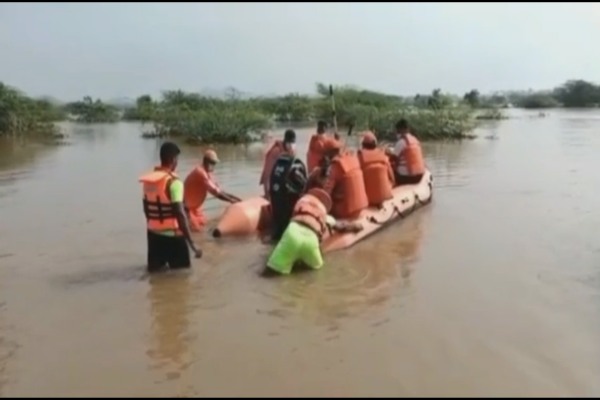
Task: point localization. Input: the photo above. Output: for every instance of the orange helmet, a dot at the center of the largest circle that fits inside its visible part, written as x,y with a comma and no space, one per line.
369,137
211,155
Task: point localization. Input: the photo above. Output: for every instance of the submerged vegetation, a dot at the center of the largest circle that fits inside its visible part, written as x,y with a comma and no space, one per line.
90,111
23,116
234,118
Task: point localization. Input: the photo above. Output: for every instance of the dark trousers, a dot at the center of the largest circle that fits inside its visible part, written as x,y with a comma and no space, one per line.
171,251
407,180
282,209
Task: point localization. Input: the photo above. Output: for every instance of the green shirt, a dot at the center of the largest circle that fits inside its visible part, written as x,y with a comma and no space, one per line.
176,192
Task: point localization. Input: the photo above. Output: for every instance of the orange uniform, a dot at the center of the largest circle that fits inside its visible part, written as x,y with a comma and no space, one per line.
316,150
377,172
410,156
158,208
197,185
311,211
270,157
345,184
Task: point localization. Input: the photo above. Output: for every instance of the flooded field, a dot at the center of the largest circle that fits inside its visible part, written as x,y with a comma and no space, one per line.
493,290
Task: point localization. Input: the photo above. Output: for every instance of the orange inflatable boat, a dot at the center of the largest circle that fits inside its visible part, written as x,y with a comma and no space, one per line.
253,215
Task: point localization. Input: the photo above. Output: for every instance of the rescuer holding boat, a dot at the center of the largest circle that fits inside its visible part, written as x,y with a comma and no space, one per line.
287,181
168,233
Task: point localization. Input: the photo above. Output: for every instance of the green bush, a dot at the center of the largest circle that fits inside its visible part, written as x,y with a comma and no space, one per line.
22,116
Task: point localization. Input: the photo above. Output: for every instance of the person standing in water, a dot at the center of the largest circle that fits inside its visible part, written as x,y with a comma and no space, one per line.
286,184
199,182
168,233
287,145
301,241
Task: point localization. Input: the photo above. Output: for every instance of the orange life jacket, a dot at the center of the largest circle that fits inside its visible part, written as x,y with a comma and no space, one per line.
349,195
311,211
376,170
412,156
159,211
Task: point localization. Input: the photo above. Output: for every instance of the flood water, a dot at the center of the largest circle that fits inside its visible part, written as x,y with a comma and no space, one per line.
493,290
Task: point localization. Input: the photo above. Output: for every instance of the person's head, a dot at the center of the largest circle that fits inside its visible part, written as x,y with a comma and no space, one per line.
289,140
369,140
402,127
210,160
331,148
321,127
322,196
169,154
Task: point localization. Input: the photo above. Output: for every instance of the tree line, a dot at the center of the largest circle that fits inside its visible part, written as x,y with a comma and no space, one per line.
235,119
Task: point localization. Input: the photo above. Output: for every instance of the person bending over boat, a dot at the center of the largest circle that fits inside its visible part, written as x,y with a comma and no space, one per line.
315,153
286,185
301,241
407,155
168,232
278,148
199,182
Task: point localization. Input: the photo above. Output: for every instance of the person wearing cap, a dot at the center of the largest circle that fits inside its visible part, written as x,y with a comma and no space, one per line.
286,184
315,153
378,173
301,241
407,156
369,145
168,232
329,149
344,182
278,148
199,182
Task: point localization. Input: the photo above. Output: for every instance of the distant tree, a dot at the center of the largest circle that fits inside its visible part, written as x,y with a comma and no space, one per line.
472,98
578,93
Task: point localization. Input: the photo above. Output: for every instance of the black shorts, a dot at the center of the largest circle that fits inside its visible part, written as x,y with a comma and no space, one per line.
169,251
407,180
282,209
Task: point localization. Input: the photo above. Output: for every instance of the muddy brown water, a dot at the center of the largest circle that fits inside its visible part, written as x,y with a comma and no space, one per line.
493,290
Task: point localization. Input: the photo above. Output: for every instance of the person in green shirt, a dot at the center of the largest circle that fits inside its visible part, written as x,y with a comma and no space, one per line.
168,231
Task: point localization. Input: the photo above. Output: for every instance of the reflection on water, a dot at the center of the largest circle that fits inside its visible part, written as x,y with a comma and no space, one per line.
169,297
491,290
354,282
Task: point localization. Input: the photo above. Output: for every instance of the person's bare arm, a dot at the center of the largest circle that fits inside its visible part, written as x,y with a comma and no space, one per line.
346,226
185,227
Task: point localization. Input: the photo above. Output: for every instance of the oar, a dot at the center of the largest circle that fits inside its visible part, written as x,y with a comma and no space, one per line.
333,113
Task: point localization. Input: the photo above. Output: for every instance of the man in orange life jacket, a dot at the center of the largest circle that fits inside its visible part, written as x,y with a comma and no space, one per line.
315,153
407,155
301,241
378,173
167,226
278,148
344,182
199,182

***

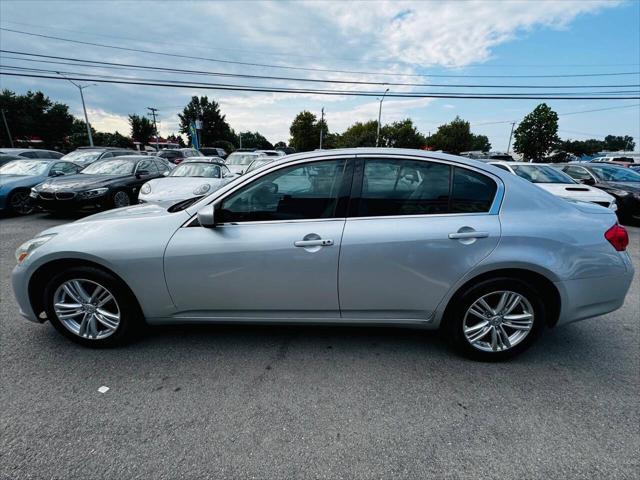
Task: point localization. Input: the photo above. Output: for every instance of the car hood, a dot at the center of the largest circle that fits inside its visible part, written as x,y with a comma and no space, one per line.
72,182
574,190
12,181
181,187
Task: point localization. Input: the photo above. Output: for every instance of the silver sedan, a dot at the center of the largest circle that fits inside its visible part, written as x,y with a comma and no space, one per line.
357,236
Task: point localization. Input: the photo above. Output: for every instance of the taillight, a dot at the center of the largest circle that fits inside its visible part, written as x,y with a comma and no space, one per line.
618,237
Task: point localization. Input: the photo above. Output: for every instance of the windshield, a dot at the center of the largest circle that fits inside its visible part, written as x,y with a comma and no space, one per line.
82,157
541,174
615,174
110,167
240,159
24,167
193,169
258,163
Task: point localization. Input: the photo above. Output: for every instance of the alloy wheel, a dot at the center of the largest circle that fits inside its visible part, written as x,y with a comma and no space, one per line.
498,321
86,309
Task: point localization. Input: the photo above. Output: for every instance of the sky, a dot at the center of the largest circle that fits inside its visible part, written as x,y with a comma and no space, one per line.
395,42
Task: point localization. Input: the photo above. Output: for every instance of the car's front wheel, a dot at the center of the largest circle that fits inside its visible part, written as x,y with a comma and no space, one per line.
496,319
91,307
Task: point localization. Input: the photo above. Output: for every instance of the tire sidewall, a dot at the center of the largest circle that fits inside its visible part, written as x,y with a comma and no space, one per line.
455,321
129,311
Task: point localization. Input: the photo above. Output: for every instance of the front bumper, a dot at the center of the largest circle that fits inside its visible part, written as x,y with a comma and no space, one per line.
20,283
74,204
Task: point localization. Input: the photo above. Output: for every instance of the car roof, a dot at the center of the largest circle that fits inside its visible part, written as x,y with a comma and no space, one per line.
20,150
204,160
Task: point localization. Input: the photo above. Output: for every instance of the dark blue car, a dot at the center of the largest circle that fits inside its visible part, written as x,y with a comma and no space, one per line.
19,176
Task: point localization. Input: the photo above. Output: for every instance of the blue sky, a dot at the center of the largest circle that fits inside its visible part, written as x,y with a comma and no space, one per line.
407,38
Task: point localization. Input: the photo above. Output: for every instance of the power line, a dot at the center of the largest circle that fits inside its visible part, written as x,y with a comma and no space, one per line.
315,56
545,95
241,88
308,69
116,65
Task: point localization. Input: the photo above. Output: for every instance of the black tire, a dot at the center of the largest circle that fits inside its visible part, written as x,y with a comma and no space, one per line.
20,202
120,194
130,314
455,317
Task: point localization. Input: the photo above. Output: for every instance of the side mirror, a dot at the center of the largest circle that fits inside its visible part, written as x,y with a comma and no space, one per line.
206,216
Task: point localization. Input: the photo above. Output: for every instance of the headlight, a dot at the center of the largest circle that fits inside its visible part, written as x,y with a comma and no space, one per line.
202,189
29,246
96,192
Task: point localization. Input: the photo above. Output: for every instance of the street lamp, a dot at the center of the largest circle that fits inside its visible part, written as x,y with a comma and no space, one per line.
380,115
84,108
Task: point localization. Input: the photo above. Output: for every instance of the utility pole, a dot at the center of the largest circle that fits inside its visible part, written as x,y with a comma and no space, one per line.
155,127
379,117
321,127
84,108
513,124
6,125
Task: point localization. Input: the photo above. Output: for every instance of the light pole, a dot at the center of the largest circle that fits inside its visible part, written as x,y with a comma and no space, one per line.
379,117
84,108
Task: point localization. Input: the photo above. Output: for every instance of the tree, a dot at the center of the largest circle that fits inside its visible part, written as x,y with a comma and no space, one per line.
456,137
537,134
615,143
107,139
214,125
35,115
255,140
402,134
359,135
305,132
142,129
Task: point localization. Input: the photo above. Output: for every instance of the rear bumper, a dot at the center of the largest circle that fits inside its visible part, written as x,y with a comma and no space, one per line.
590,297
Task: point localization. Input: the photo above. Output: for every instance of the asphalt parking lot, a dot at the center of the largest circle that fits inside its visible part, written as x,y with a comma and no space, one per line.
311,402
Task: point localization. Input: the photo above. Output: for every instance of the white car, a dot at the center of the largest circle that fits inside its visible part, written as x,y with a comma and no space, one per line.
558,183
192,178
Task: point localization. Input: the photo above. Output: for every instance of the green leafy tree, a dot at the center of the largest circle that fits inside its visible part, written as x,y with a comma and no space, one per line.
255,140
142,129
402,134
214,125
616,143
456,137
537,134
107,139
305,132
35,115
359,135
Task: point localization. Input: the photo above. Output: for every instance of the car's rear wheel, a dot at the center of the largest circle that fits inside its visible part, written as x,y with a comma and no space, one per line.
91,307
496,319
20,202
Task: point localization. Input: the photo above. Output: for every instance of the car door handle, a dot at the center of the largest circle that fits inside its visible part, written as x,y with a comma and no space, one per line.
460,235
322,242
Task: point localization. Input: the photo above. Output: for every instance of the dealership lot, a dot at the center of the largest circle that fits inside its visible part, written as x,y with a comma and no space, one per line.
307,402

***

### SET TASK
Count the lines in the records that contain the string "dark", matching case exactly, and reply with the number alone.

### SOLUTION
2